- Exercices à réaliser:
a - Résumez l'extrait en deux phrases, s'il vous plaît.
b - D'après l'extrait, avec qui l'avatar de David s'est-il fiancé sur SECOND LIFE ?

- Extrait source:
-------------------------

Toujours est-il que le vrai David et la vraie Amy commençaient à avoir de vrais problèmes quand l’avatar de David prenait l’habitude de sortir virtuellement avec d’autres personnages virtuels - ce qui veut dire qu’il y passait réellement ses journées et ses soirées, devant l’ordinateur. Finalement, l’avatar de David s’est fiancé virtuellement avec un joli avatar féminin sur SECOND LIFE - et il a divorcé de la vraie Amy. David prétendait alors être fiancé avec la vraie personne derrière le joli avatar qu’il fréquentait, une femme qu’il n’a jamais rencontré réellement puisqu’elle vit à quelques milliers de vrais kilomètres, à l’autre bout du monde.

Quel rapport cette histoire réelle -mais bien virtuelle- peut-elle avoir avec un Dieu qui vient au monde ? Qui nous invite non pas à fuir dans un monde virtuel, mais à revenir constamment sur terre, selon le livre du prophète Esaïe?

Eh bien, Quand j’ai lu ce texte, j’ai cru y trouver, dans un premier temps, le récit d’un Dieu semble vouloir commander un avatar, son représentant dans un monde qu’il regarde d’en haut :

Je façonne la lumière et je crée les ténèbres, je fais la paix et je crée le malheur ; c'est moi, le SEIGNEUR, qui fais tout cela. (…)
C'est moi qui ai fait la terre et qui sur elle ai créé l'homme ; ce sont mes propres mains qui ont déployé le ciel, et c'est moi qui commande toute son armée.

Dans les récits de la naissance de Jésus, cette idée d’un Dieu qui commande une espèce d’avatar semble être incontournable : C’est lui qui crée de toutes pièces l’humain Jésus, c’est lui qui commande à Marie, c’est lui qui explique à Joseph comment s’y prendre, c’est lui qui dirige les étoiles et les sages de l’Orient etc.

-------------------------

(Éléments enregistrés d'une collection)
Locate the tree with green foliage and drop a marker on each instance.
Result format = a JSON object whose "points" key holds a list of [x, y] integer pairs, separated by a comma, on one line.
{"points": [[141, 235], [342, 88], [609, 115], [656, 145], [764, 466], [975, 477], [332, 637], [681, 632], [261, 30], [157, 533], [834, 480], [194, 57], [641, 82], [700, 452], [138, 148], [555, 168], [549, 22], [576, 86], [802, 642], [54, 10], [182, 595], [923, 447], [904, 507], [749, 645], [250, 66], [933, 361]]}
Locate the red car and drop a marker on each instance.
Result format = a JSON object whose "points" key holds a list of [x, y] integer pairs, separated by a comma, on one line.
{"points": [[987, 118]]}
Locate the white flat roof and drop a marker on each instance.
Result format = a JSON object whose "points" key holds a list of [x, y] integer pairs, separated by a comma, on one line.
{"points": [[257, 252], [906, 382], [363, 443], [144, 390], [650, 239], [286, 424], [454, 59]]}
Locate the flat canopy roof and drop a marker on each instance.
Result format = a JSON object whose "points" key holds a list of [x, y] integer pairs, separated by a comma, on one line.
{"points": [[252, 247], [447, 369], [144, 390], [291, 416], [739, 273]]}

-------------------------

- Corrigé:
a - L'avatar de David, qui sortait virtuellement avec d'autres personnages sur SECOND LIFE, s'est fiancé avec un avatar féminin, et David a divorcé de la vraie Amy pour une femme qu'il n'a jamais rencontrée. L'auteur se demande ensuite quel rapport cette histoire peut avoir avec un Dieu qui vient au monde, et dit avoir d'abord cru lire dans le texte cité le récit d'un Dieu qui veut commander un avatar, idée qui semble incontournable dans les récits de la naissance de Jésus.

b - Avec un joli avatar féminin.